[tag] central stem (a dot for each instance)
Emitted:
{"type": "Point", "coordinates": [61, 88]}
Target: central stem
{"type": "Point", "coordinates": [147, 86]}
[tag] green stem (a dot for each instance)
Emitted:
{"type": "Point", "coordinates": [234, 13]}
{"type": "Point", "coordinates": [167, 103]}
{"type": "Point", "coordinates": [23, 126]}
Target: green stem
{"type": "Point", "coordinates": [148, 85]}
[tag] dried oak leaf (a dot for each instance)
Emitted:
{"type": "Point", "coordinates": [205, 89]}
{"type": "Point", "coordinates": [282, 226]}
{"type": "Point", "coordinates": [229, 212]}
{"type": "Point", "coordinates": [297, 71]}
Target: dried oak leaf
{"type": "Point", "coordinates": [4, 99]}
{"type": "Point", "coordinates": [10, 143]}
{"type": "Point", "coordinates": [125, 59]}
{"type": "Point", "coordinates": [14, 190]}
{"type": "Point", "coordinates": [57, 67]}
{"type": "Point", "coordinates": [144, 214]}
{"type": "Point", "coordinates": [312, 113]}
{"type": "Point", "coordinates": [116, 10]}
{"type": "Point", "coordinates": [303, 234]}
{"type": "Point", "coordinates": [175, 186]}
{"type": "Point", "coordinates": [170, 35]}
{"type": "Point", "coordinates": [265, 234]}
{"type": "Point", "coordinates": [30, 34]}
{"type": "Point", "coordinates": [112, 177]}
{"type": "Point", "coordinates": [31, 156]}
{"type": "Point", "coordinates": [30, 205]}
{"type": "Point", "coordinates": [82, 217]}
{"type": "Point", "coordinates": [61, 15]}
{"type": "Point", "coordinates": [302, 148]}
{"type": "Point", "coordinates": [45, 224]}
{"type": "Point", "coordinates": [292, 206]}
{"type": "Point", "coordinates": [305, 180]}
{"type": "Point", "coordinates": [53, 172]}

····················

> _Short exercise_: Copy out all of the lines above exactly.

> _Result of this task_:
[tag] central stem (a dot for each instance)
Emitted:
{"type": "Point", "coordinates": [61, 88]}
Target: central stem
{"type": "Point", "coordinates": [147, 86]}
[tag] green stem (a dot for each instance)
Emitted:
{"type": "Point", "coordinates": [234, 13]}
{"type": "Point", "coordinates": [167, 103]}
{"type": "Point", "coordinates": [23, 126]}
Target: green stem
{"type": "Point", "coordinates": [148, 85]}
[tag] dried oak leaf (a dot for each instance)
Emitted:
{"type": "Point", "coordinates": [205, 89]}
{"type": "Point", "coordinates": [282, 226]}
{"type": "Point", "coordinates": [229, 212]}
{"type": "Point", "coordinates": [297, 71]}
Target: dried oak leaf
{"type": "Point", "coordinates": [4, 99]}
{"type": "Point", "coordinates": [10, 143]}
{"type": "Point", "coordinates": [125, 59]}
{"type": "Point", "coordinates": [14, 190]}
{"type": "Point", "coordinates": [57, 67]}
{"type": "Point", "coordinates": [144, 214]}
{"type": "Point", "coordinates": [312, 113]}
{"type": "Point", "coordinates": [116, 10]}
{"type": "Point", "coordinates": [303, 234]}
{"type": "Point", "coordinates": [175, 186]}
{"type": "Point", "coordinates": [170, 35]}
{"type": "Point", "coordinates": [265, 234]}
{"type": "Point", "coordinates": [30, 34]}
{"type": "Point", "coordinates": [112, 177]}
{"type": "Point", "coordinates": [31, 156]}
{"type": "Point", "coordinates": [30, 205]}
{"type": "Point", "coordinates": [82, 217]}
{"type": "Point", "coordinates": [61, 15]}
{"type": "Point", "coordinates": [302, 148]}
{"type": "Point", "coordinates": [45, 224]}
{"type": "Point", "coordinates": [292, 206]}
{"type": "Point", "coordinates": [305, 180]}
{"type": "Point", "coordinates": [53, 172]}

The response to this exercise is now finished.